Records contained in a dataset
*** Begin section ***
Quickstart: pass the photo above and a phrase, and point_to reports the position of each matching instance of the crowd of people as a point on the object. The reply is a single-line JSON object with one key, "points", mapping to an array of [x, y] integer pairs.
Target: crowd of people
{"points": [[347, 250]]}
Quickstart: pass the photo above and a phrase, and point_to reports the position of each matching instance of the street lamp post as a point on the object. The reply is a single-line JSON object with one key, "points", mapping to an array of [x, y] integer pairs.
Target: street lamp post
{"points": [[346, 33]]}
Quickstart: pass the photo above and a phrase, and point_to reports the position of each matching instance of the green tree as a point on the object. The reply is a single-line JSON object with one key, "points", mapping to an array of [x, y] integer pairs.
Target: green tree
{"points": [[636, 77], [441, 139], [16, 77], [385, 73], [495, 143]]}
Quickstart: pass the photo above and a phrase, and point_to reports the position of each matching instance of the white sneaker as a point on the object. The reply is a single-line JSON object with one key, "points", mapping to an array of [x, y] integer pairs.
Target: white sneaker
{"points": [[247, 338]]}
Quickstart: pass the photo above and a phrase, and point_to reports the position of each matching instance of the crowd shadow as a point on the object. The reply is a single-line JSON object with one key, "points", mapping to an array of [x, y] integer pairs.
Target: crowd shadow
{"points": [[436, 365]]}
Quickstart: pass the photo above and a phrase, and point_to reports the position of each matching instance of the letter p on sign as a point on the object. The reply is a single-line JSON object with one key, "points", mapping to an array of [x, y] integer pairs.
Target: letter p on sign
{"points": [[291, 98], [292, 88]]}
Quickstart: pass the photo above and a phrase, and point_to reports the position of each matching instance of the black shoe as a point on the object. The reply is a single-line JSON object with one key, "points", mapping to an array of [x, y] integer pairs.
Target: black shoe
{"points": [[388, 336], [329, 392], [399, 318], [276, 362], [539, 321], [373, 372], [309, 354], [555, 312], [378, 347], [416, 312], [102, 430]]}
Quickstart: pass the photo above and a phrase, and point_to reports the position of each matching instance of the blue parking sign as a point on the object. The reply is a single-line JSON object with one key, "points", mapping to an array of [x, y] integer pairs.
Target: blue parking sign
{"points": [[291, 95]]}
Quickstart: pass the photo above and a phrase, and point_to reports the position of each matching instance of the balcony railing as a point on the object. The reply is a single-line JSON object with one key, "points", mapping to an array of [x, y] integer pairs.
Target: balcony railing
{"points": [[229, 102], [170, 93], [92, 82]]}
*** End section ***
*** Begin section ***
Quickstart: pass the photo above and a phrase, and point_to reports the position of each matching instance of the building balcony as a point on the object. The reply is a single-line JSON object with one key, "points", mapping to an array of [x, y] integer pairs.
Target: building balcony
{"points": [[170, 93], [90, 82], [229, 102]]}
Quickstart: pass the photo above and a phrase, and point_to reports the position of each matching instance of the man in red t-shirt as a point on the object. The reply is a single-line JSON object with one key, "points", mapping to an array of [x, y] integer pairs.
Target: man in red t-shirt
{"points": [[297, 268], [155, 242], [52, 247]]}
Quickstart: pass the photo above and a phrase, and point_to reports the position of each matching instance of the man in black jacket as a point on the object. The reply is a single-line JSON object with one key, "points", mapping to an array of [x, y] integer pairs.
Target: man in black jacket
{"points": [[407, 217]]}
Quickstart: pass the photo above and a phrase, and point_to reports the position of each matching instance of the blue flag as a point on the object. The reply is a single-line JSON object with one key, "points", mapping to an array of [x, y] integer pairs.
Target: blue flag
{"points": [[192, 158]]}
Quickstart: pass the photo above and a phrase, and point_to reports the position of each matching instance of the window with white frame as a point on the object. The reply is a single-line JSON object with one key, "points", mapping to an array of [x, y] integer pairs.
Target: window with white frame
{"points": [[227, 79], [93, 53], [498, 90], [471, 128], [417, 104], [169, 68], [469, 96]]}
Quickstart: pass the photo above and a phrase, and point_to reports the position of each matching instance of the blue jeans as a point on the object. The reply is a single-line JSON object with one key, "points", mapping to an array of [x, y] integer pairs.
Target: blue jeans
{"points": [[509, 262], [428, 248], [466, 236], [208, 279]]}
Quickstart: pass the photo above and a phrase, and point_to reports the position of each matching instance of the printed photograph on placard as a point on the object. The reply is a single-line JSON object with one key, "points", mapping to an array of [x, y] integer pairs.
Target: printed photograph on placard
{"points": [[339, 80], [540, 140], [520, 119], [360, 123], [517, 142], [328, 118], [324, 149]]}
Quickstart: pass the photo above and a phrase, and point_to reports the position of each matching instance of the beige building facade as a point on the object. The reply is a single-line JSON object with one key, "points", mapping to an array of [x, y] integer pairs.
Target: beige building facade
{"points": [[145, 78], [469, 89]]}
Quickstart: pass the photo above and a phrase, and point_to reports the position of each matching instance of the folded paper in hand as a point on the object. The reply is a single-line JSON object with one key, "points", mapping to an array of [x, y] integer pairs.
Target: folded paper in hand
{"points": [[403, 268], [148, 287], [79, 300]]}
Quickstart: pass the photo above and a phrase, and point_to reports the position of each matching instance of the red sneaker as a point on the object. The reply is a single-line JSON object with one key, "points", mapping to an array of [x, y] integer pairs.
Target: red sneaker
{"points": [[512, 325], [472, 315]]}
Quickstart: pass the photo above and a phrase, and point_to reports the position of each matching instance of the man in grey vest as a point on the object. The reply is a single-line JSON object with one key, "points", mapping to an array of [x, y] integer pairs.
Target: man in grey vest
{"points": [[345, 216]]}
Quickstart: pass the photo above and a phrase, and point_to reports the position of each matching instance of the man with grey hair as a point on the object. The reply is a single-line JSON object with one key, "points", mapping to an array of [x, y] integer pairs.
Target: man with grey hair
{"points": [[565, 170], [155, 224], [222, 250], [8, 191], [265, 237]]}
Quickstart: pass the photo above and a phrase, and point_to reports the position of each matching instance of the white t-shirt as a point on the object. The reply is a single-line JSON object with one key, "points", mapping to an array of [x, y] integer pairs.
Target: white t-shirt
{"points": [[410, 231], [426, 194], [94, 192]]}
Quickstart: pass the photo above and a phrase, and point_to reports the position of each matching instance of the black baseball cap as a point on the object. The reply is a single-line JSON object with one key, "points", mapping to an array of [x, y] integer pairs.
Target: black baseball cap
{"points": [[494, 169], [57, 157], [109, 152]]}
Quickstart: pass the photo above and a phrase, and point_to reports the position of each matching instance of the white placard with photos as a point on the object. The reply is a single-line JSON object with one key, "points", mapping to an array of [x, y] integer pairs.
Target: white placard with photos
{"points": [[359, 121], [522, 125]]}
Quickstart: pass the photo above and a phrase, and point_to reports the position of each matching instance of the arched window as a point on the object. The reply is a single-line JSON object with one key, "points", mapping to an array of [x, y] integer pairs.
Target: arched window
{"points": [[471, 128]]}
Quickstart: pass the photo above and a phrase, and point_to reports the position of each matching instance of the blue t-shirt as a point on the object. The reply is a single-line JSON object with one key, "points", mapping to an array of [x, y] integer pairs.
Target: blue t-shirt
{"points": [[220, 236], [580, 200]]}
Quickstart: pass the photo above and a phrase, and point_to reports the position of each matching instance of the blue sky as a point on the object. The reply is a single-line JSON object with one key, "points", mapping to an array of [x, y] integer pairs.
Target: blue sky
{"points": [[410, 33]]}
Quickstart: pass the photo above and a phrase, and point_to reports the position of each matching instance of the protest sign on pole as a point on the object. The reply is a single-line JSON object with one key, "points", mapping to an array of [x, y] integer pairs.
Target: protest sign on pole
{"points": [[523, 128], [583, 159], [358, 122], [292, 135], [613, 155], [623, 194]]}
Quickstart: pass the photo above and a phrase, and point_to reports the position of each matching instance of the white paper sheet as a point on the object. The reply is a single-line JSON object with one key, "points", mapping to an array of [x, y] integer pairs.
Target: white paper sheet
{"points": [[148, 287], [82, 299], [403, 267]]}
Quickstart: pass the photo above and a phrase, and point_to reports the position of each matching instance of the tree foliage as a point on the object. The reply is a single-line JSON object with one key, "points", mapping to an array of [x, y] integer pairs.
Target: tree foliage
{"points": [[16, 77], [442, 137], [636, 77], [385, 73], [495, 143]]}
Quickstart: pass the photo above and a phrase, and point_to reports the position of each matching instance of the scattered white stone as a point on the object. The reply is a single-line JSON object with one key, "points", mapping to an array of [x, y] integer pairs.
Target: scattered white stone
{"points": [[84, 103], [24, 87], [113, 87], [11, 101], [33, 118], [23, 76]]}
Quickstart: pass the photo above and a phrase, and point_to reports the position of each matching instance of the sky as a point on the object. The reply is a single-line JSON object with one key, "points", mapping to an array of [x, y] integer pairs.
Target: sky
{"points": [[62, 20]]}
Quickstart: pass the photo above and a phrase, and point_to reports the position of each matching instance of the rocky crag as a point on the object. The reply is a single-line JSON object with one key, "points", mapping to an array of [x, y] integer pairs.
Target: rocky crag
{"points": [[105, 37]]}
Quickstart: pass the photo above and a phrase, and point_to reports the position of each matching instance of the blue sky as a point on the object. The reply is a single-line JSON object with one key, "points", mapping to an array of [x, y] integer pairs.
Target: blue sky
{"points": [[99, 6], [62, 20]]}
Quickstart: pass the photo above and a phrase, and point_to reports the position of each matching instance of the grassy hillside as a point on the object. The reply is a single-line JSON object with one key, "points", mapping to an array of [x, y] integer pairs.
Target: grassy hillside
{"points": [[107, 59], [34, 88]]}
*** End section ***
*** Begin section ***
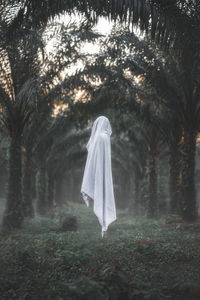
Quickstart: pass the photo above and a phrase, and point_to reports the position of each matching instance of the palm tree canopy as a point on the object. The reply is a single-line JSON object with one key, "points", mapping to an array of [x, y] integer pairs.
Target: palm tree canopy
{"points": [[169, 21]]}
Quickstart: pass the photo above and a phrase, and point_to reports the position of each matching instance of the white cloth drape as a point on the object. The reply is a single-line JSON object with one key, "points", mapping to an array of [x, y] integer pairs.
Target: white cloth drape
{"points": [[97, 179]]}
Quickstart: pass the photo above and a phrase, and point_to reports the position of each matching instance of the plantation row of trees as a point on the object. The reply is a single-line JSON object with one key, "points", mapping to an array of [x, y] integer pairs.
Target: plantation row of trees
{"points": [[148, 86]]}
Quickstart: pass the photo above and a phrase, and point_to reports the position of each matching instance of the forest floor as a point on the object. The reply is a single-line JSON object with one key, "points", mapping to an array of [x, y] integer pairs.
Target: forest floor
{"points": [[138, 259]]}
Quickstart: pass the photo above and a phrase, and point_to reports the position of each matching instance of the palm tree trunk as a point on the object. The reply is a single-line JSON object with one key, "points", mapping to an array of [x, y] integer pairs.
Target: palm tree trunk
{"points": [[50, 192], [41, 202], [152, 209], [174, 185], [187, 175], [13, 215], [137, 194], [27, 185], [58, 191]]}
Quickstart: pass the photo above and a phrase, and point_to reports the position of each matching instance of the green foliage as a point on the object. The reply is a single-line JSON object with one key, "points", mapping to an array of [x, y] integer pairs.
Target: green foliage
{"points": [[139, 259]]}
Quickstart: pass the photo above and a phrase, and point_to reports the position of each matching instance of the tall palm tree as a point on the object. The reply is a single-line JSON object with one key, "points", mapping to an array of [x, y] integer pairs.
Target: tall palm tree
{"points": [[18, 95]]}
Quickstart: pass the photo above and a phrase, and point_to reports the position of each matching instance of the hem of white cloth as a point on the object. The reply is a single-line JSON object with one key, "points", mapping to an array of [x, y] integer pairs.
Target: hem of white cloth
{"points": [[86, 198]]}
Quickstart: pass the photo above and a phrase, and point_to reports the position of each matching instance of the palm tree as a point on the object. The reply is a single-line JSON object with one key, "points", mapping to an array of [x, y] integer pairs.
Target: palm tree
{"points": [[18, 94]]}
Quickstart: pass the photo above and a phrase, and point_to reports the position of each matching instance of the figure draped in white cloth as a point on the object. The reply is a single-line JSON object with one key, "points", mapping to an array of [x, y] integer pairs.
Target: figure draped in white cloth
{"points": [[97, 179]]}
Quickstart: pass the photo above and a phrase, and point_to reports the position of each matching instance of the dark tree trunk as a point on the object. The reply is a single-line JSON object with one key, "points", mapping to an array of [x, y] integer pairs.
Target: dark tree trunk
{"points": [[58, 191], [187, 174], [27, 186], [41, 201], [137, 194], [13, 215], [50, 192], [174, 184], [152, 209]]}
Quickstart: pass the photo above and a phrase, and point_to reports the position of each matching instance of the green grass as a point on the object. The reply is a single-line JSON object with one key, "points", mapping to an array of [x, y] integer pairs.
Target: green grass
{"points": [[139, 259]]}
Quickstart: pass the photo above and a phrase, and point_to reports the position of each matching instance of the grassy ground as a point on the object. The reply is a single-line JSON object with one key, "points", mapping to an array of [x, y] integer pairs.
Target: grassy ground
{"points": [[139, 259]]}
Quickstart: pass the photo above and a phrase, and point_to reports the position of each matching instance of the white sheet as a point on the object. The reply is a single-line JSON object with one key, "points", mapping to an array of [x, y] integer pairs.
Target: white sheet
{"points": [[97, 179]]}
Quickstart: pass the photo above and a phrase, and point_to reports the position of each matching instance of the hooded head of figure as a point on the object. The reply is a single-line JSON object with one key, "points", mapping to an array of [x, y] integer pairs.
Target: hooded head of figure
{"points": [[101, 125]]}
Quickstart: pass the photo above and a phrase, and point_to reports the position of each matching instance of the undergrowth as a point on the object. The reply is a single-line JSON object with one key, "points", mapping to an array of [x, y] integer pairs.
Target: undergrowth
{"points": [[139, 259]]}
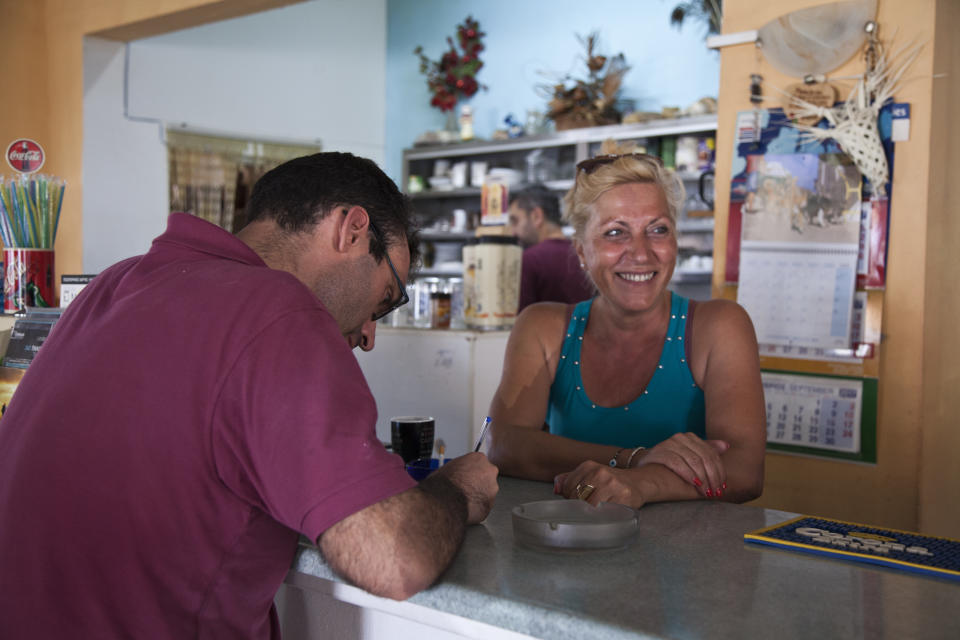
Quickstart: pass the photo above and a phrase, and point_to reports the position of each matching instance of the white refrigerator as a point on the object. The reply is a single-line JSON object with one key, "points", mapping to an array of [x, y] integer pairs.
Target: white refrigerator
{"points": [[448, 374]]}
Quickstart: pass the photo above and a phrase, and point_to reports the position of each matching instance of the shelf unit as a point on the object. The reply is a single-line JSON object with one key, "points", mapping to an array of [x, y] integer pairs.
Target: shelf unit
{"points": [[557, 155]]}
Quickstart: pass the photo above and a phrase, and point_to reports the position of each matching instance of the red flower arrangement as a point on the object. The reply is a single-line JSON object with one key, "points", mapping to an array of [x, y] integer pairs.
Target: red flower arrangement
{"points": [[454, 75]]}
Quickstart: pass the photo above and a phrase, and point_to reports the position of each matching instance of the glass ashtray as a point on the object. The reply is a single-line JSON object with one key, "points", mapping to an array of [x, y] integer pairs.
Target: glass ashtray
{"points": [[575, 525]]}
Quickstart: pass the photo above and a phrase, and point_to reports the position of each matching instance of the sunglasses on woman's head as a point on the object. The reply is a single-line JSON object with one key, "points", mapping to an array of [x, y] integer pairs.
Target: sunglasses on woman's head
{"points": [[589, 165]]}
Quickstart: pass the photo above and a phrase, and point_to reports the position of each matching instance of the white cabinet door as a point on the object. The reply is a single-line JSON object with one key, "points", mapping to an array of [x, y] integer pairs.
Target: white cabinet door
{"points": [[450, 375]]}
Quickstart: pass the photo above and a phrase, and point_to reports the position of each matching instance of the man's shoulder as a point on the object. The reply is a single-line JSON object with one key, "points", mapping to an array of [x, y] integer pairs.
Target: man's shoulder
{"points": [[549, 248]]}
*** End section ***
To do: I'd like the lines above from the one with "Target: tall palm tree" up to and including the one with "the grassy ground" copied exactly, with no other lines.

Expected output:
Target: tall palm tree
{"points": [[18, 95]]}
Quickstart: pass the photo above and a phrase, and point_to reports the position of each matching instance of the hem of white cloth as a point on the object. The reply is a single-line JSON object with one key, "points", mapping to an array of [x, y] integer pairs.
Target: hem of white cloth
{"points": [[86, 198]]}
Quickstart: pass the photo above and a phrase, and point_to reports the position of each matching instance of the palm tree as a point on the object. The reply is a single-line JSON object with one key, "points", mapping to an array of [x, y] integer pairs.
Target: palm tree
{"points": [[18, 94]]}
Quickstart: pass the photo above and a phrase, and point_to reports the position of each matching instance of the figure draped in white cloth as a point on the object. The reply is a single-line JSON object with one key, "points", mapping to an array of [x, y] integer pairs.
Target: figure draped in white cloth
{"points": [[97, 179]]}
Quickstart: pass the photo above and a phrase, and point_to reports the position of each matching instance of the dark tree trunk as a point on the object. The reply is a single-line JSON object with one key, "points", mapping to an array of [x, y] integer pairs.
Target: dark tree trunk
{"points": [[58, 191], [187, 174], [27, 186], [41, 201], [137, 194], [13, 215], [50, 192], [174, 184], [152, 209]]}
Quickstart: pass the photo above and a phrase, and point_to reports the position of each matching instance of the green grass as a point on the object. The reply is a single-line JSON object with one key, "points", mapping to an array of [x, y] integer pairs.
Target: green grass
{"points": [[139, 259]]}
Quickstart: pass the photo above and a phrase, and point_to reports the position of each matching instance of the grassy ground as a point on the object. The reply is a single-line JSON object with one key, "points", mapping to an array of [x, y] integer pairs.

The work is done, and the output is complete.